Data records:
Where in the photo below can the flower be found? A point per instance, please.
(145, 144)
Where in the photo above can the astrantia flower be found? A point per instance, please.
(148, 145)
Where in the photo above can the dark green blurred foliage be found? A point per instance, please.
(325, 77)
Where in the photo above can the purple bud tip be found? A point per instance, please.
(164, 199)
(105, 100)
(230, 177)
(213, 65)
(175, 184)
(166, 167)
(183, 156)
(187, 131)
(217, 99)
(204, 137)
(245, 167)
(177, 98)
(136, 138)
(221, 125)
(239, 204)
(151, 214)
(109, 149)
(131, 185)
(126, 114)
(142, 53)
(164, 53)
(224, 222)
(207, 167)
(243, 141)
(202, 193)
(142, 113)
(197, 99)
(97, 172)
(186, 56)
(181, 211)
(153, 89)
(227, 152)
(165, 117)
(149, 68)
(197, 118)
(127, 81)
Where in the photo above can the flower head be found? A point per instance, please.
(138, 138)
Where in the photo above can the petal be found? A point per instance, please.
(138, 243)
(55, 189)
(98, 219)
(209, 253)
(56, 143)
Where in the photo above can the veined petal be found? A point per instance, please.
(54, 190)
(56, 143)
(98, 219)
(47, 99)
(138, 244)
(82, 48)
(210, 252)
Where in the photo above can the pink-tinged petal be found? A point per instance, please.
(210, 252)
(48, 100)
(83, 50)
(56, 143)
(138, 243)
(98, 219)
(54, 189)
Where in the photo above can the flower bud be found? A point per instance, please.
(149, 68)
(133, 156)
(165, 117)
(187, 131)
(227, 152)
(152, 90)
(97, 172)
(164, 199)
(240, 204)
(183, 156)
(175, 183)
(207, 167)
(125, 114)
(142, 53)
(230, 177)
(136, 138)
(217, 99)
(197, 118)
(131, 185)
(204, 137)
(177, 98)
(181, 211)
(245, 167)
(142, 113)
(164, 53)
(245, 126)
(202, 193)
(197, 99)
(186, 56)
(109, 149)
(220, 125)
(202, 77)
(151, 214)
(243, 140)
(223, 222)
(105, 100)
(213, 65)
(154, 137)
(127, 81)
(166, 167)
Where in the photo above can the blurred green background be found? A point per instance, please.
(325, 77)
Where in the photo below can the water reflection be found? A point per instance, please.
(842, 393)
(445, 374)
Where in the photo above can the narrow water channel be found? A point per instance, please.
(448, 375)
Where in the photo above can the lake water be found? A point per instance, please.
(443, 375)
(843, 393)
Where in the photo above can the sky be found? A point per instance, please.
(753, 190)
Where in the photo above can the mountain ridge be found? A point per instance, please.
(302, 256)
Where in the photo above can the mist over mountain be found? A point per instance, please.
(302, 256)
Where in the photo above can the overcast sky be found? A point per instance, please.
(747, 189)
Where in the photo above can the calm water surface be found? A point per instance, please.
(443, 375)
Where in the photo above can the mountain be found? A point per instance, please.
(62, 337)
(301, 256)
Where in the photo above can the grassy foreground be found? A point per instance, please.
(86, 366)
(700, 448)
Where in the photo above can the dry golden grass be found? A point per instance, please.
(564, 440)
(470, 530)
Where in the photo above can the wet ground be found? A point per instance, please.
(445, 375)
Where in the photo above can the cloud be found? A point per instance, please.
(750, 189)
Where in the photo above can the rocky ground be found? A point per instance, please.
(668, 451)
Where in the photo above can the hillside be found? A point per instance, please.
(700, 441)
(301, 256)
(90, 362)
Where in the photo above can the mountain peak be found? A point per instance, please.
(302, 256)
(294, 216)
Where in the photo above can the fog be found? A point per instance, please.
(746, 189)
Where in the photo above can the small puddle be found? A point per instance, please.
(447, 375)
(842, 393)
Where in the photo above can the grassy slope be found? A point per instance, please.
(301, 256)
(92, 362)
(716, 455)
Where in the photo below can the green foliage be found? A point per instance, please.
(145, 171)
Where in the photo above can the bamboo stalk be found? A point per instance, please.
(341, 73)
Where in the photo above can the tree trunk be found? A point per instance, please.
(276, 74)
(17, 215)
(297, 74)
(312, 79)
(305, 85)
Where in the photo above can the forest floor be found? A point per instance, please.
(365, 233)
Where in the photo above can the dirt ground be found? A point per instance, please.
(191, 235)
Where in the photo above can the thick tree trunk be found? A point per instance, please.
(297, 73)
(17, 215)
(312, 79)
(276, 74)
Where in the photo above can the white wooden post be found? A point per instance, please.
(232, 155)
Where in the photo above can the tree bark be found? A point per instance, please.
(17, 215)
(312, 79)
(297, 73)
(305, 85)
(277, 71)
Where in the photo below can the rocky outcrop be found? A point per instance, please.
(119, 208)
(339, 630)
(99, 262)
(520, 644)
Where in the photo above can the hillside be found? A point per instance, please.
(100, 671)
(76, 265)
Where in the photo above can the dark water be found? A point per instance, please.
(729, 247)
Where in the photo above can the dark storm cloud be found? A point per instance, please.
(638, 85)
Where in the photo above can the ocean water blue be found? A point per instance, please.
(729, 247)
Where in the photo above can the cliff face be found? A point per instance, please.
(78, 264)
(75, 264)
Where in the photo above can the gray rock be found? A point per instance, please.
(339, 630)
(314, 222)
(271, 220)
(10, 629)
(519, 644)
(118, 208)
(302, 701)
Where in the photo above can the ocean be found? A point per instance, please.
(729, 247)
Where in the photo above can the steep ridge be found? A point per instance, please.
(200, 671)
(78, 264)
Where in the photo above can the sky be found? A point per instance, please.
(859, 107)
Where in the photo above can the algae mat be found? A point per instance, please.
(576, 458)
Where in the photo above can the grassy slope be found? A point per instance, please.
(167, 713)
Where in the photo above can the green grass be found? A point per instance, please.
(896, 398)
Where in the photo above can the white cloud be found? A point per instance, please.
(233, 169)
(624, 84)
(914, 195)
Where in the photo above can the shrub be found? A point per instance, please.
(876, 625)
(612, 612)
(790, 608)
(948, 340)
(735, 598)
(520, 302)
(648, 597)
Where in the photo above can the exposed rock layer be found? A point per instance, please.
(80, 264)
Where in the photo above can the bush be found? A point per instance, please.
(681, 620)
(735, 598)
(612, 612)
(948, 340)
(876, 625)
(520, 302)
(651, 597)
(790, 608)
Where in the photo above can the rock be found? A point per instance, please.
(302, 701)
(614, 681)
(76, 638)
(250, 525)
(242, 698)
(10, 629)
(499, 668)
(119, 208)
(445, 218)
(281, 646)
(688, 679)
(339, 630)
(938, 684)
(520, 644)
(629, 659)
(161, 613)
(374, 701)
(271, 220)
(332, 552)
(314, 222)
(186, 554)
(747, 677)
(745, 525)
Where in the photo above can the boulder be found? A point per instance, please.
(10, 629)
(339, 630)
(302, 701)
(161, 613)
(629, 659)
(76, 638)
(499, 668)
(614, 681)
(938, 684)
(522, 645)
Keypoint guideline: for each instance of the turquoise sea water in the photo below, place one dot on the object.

*WHAT YOU ARE ASKED TO DO*.
Go through the records above and repeat each one exactly.

*ANSWER SPACE*.
Where in the photo below can the flower be found? A point per instance, please.
(145, 144)
Where in the photo above can the astrantia flower be found? A point per instance, please.
(148, 145)
Where in the photo above can the dark green blurred foliage be found? A point per instance, please.
(325, 77)
Where in the photo above can the purple bud tip be found? A point per instance, please.
(164, 199)
(105, 100)
(230, 177)
(213, 65)
(175, 184)
(166, 167)
(183, 156)
(187, 131)
(217, 99)
(204, 137)
(245, 167)
(177, 98)
(136, 138)
(221, 125)
(239, 204)
(151, 214)
(109, 149)
(131, 185)
(126, 114)
(142, 53)
(164, 53)
(224, 222)
(207, 167)
(243, 141)
(202, 193)
(142, 113)
(197, 99)
(97, 172)
(186, 56)
(181, 211)
(153, 89)
(227, 152)
(165, 117)
(149, 68)
(197, 118)
(127, 81)
Where in the photo above can the flower head be found? A point per instance, please.
(138, 138)
Where in the photo above can the petal be found? A point per instance, please.
(138, 243)
(55, 189)
(98, 219)
(209, 253)
(56, 143)
Where in the photo above can the veined petal be found? A point per instance, please.
(54, 190)
(56, 143)
(98, 219)
(47, 99)
(138, 244)
(82, 48)
(210, 252)
Where in the photo above can the pink-tinged petal be found? A point per instance, please.
(210, 252)
(48, 100)
(83, 50)
(56, 143)
(138, 243)
(98, 219)
(54, 189)
Where in the photo above can the flower bud be found? A point per instance, please.
(149, 68)
(133, 156)
(165, 117)
(187, 131)
(227, 152)
(152, 90)
(97, 172)
(164, 199)
(240, 204)
(183, 156)
(175, 183)
(207, 167)
(125, 114)
(142, 53)
(230, 177)
(136, 138)
(217, 99)
(197, 118)
(131, 185)
(204, 137)
(177, 98)
(181, 211)
(245, 167)
(142, 113)
(164, 53)
(245, 126)
(202, 193)
(197, 99)
(186, 56)
(109, 149)
(220, 125)
(202, 77)
(151, 214)
(243, 140)
(223, 222)
(105, 100)
(213, 65)
(154, 137)
(127, 81)
(166, 167)
Where in the photo above can the blurred green background be found? A point per instance, please.
(325, 77)
Where in the photo below can the water reflection be found? A point per instance, please.
(842, 393)
(445, 374)
Where in the photo above can the narrow water channel be found? A point per instance, please.
(448, 375)
Where in the photo above can the lake water be found? A point per instance, please.
(443, 375)
(843, 393)
Where in the photo above can the sky be found? A point per instance, please.
(753, 190)
Where in the photo above can the mountain ridge be found? A point per instance, please.
(302, 256)
Where in the photo above can the mist over mountain be found? A point per instance, please.
(302, 256)
Where in the photo above can the overcast sky be found? A point per instance, please.
(747, 189)
Where in the photo above can the calm water surface be found? A point per instance, please.
(443, 375)
Where in the photo above can the mountain be found? A point per instance, please.
(62, 337)
(301, 256)
Where in the photo above can the grassy foreground be found? A point per instance, please.
(86, 366)
(700, 448)
Where in the photo above can the dry golden grass be found? A point per instance, please.
(564, 440)
(470, 530)
Where in the photo above can the wet ground be found? A point per instance, please.
(445, 375)
Where in the photo above can the cloud be found? A point per instance, please.
(750, 189)
Where in the photo above can the rocky ground be found? A point per instance, please.
(668, 451)
Where in the photo above can the hillside be found? A point per instance, please.
(700, 441)
(301, 256)
(90, 362)
Where in the photo above can the mountain peak be found? A point per instance, please.
(302, 256)
(294, 216)
Where in the photo above can the fog be found? A point per instance, please.
(746, 189)
Where in the photo above can the small puddle be found? A point per instance, please.
(447, 375)
(842, 393)
Where in the photo above can the grassy slope be found? A point per instance, please.
(301, 256)
(92, 362)
(716, 455)
Where in the photo below can the green foliage be found? A point per instance, please.
(145, 171)
Where in the photo above can the bamboo stalk be found? A point per instance, please.
(341, 73)
Where in the photo above can the tree trunk be found? A point per instance, please.
(276, 74)
(17, 215)
(297, 74)
(312, 79)
(305, 85)
Where in the photo above can the forest floor be found? A point per instance, please.
(365, 233)
Where in the photo above can the dirt ground be found? A point per instance, please.
(191, 235)
Where in the photo above can the thick tree trunk be found? A point per instance, please.
(297, 73)
(17, 215)
(312, 79)
(276, 74)
Where in the photo above can the white wooden post be found? A point per instance, please.
(232, 155)
Where in the photo above can the tree bark be found? A point per instance, please.
(17, 215)
(312, 79)
(297, 73)
(305, 85)
(277, 71)
Where in the photo below can the rocky outcrop be found? A point per instance, please.
(119, 208)
(339, 630)
(99, 262)
(520, 644)
Where in the photo above can the hillside be found? A point per instance, please.
(100, 671)
(76, 265)
Where in the photo above can the dark water be found? A point per instance, please.
(729, 247)
Where in the photo above can the dark storm cloud be found? A point per instance, please.
(638, 85)
Where in the photo above can the ocean water blue be found? A point per instance, please.
(729, 247)
Where in the photo above can the cliff face be found? A point per instance, please.
(78, 264)
(75, 264)
Where in the photo above can the gray rock be found? A point per instance, please.
(339, 630)
(314, 222)
(271, 220)
(10, 629)
(519, 644)
(118, 208)
(302, 701)
Where in the photo above can the ocean be found? A point per instance, please.
(729, 247)
Where in the photo above can the steep ridge be found? A point per instance, please.
(200, 671)
(78, 264)
Where in the photo above can the sky be found? A point per instance, please.
(859, 107)
Where in the photo above can the algae mat be found? A point per instance, please.
(576, 458)
Where in the photo above can the grassy slope be found? A point per instance, please.
(167, 713)
Where in the photo above can the green grass be found? A point per instance, please.
(896, 398)
Where in the photo above can the white cloud be found? A point per instance, please.
(233, 169)
(624, 84)
(914, 195)
Where in the photo above can the shrub be found? A point per instance, please.
(876, 625)
(612, 612)
(790, 608)
(948, 340)
(735, 598)
(520, 302)
(648, 597)
Where in the photo above can the exposed rock layer be found? A point per instance, please.
(80, 264)
Where in the photo above can the bush be found? A point per instance, please.
(681, 620)
(735, 598)
(612, 612)
(948, 340)
(876, 625)
(520, 302)
(651, 597)
(790, 608)
Where in the photo above can the rock be found? A point per instance, please.
(302, 701)
(614, 681)
(76, 638)
(250, 525)
(242, 698)
(10, 629)
(499, 668)
(119, 208)
(445, 218)
(281, 646)
(688, 679)
(339, 630)
(938, 684)
(520, 644)
(629, 659)
(161, 613)
(374, 701)
(271, 220)
(332, 552)
(314, 222)
(186, 554)
(747, 677)
(745, 525)
Where in the photo above can the boulder be found? A point per instance, please.
(10, 629)
(339, 630)
(302, 701)
(161, 613)
(629, 659)
(76, 638)
(499, 668)
(614, 681)
(938, 684)
(522, 645)
Keypoint guideline: for each instance of the turquoise sea water in the photo below, place one dot on the object.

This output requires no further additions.